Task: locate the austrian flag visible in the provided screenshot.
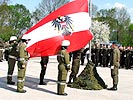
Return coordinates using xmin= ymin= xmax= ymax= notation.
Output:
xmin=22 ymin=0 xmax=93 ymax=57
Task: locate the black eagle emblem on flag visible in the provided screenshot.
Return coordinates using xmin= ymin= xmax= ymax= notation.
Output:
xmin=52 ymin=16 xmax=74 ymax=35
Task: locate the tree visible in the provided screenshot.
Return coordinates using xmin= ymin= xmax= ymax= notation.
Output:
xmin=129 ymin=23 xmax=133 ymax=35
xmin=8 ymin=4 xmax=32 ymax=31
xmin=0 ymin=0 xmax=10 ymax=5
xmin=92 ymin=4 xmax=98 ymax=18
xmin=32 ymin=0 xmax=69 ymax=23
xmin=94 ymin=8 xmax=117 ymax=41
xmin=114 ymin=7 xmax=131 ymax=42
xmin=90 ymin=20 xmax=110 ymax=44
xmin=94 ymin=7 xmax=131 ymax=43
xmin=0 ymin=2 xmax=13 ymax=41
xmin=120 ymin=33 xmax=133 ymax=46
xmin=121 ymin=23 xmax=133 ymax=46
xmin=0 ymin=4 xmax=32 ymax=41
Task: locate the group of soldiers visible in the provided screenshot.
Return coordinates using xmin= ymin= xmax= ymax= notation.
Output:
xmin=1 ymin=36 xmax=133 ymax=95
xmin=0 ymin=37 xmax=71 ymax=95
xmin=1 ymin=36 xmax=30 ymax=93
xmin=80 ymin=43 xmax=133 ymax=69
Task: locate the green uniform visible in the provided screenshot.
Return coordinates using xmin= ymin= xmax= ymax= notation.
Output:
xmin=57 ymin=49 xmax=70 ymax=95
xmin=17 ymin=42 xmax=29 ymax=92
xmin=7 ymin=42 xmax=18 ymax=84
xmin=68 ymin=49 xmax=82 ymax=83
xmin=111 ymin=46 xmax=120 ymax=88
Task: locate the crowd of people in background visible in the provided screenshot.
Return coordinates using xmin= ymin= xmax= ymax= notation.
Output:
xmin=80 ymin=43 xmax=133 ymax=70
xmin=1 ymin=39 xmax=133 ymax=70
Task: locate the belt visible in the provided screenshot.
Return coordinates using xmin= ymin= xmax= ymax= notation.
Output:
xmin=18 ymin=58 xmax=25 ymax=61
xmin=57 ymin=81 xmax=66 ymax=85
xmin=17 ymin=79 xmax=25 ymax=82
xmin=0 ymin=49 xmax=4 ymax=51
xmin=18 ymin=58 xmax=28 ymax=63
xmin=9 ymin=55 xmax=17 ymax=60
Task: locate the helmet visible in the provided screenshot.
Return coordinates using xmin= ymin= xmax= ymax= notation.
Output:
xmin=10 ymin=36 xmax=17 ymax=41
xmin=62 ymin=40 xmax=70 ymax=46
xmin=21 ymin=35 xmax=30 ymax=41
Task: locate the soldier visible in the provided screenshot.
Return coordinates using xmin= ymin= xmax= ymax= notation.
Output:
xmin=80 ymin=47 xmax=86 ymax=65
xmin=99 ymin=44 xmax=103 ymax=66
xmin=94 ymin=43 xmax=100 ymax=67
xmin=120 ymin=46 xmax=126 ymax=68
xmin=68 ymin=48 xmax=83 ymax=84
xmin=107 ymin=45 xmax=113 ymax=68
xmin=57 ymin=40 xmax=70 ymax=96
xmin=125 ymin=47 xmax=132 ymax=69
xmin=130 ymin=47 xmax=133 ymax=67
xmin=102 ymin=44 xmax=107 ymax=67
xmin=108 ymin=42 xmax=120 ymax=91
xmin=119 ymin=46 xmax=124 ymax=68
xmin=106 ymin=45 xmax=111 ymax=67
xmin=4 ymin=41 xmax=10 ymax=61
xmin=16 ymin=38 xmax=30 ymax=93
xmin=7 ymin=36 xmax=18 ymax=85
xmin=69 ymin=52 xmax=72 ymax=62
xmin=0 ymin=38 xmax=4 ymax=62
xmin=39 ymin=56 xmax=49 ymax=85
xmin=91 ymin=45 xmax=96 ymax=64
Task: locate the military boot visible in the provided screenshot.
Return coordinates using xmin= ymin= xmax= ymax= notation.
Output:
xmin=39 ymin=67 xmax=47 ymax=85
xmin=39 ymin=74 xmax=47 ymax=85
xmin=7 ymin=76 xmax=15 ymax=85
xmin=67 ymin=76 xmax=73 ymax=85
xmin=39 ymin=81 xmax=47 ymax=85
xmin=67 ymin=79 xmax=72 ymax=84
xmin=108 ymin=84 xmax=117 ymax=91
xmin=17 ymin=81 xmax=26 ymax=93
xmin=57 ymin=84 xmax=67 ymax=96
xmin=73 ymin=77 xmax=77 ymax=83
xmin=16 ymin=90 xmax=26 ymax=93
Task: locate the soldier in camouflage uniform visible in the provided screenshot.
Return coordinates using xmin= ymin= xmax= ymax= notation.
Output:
========================
### Directions for this task
Where a picture appears, skip it and copy the rest of the data word for word.

### Answer below
Task: locate the austrian flag visible in the provided screenshot.
Return coordinates using xmin= ymin= xmax= ymax= notation.
Output:
xmin=22 ymin=0 xmax=93 ymax=57
Task: locate the black eagle emblem on flag visible in the provided screenshot.
Return coordinates using xmin= ymin= xmax= ymax= notation.
Output:
xmin=52 ymin=16 xmax=74 ymax=35
Task: locate the tree visible in the provided screenshot.
Return coordinates using xmin= ymin= xmax= ymax= notation.
Output:
xmin=129 ymin=23 xmax=133 ymax=35
xmin=8 ymin=4 xmax=32 ymax=31
xmin=0 ymin=0 xmax=10 ymax=5
xmin=92 ymin=4 xmax=98 ymax=18
xmin=32 ymin=0 xmax=69 ymax=23
xmin=94 ymin=8 xmax=117 ymax=41
xmin=114 ymin=7 xmax=131 ymax=42
xmin=90 ymin=20 xmax=110 ymax=44
xmin=94 ymin=7 xmax=131 ymax=43
xmin=0 ymin=2 xmax=13 ymax=41
xmin=120 ymin=33 xmax=133 ymax=46
xmin=121 ymin=23 xmax=133 ymax=46
xmin=0 ymin=4 xmax=32 ymax=41
Task: locate the group of soldiers visible in the provided screenshot.
Return coordinates using xmin= ymin= xmax= ymax= notation.
Output:
xmin=1 ymin=36 xmax=133 ymax=95
xmin=0 ymin=37 xmax=71 ymax=95
xmin=1 ymin=36 xmax=30 ymax=93
xmin=80 ymin=43 xmax=133 ymax=69
Task: locate the green uniform visible in the provided screenshot.
Return coordinates using xmin= ymin= xmax= ymax= notation.
Output:
xmin=57 ymin=49 xmax=70 ymax=95
xmin=17 ymin=42 xmax=29 ymax=92
xmin=7 ymin=42 xmax=18 ymax=84
xmin=68 ymin=49 xmax=82 ymax=83
xmin=111 ymin=46 xmax=120 ymax=88
Task: locate the crowd of people in background visible in the provided screenshot.
Return coordinates using xmin= ymin= xmax= ymax= notation.
Output:
xmin=80 ymin=43 xmax=133 ymax=70
xmin=1 ymin=39 xmax=133 ymax=70
Task: locate the belt visible in the provided screenshot.
Return coordinates using xmin= ymin= xmax= ymax= notation.
Output:
xmin=18 ymin=58 xmax=25 ymax=61
xmin=57 ymin=81 xmax=66 ymax=85
xmin=17 ymin=79 xmax=25 ymax=82
xmin=0 ymin=49 xmax=4 ymax=51
xmin=18 ymin=58 xmax=28 ymax=63
xmin=9 ymin=55 xmax=17 ymax=60
Task: locate the helmet visible in the provided screenshot.
Return coordinates using xmin= ymin= xmax= ymax= notation.
Output:
xmin=10 ymin=36 xmax=17 ymax=41
xmin=62 ymin=40 xmax=70 ymax=46
xmin=21 ymin=35 xmax=30 ymax=41
Task: locate the soldier visible in the provided screenshot.
Return coordinates using xmin= ymin= xmax= ymax= notation.
Output:
xmin=80 ymin=47 xmax=86 ymax=65
xmin=99 ymin=44 xmax=103 ymax=66
xmin=94 ymin=43 xmax=100 ymax=67
xmin=120 ymin=46 xmax=126 ymax=68
xmin=68 ymin=48 xmax=83 ymax=84
xmin=107 ymin=45 xmax=113 ymax=68
xmin=57 ymin=40 xmax=70 ymax=96
xmin=125 ymin=47 xmax=132 ymax=69
xmin=130 ymin=47 xmax=133 ymax=67
xmin=102 ymin=44 xmax=107 ymax=67
xmin=108 ymin=42 xmax=120 ymax=91
xmin=119 ymin=46 xmax=124 ymax=68
xmin=106 ymin=45 xmax=111 ymax=67
xmin=4 ymin=41 xmax=10 ymax=61
xmin=16 ymin=38 xmax=30 ymax=93
xmin=7 ymin=36 xmax=18 ymax=85
xmin=69 ymin=52 xmax=72 ymax=62
xmin=0 ymin=38 xmax=4 ymax=62
xmin=39 ymin=56 xmax=49 ymax=85
xmin=91 ymin=45 xmax=96 ymax=64
Task: locate the military boot visible in the provided screenshot.
Return coordinates using xmin= ymin= xmax= ymax= notation.
Output:
xmin=39 ymin=67 xmax=47 ymax=85
xmin=39 ymin=74 xmax=47 ymax=85
xmin=7 ymin=76 xmax=15 ymax=85
xmin=67 ymin=76 xmax=73 ymax=85
xmin=39 ymin=81 xmax=47 ymax=85
xmin=67 ymin=79 xmax=72 ymax=84
xmin=108 ymin=84 xmax=117 ymax=91
xmin=17 ymin=81 xmax=26 ymax=93
xmin=57 ymin=84 xmax=67 ymax=96
xmin=73 ymin=77 xmax=77 ymax=83
xmin=16 ymin=90 xmax=26 ymax=93
Task: locate the soldier in camouflage uniform visible in the provided screenshot.
Return coordinates using xmin= ymin= xmax= ymax= notation.
Output:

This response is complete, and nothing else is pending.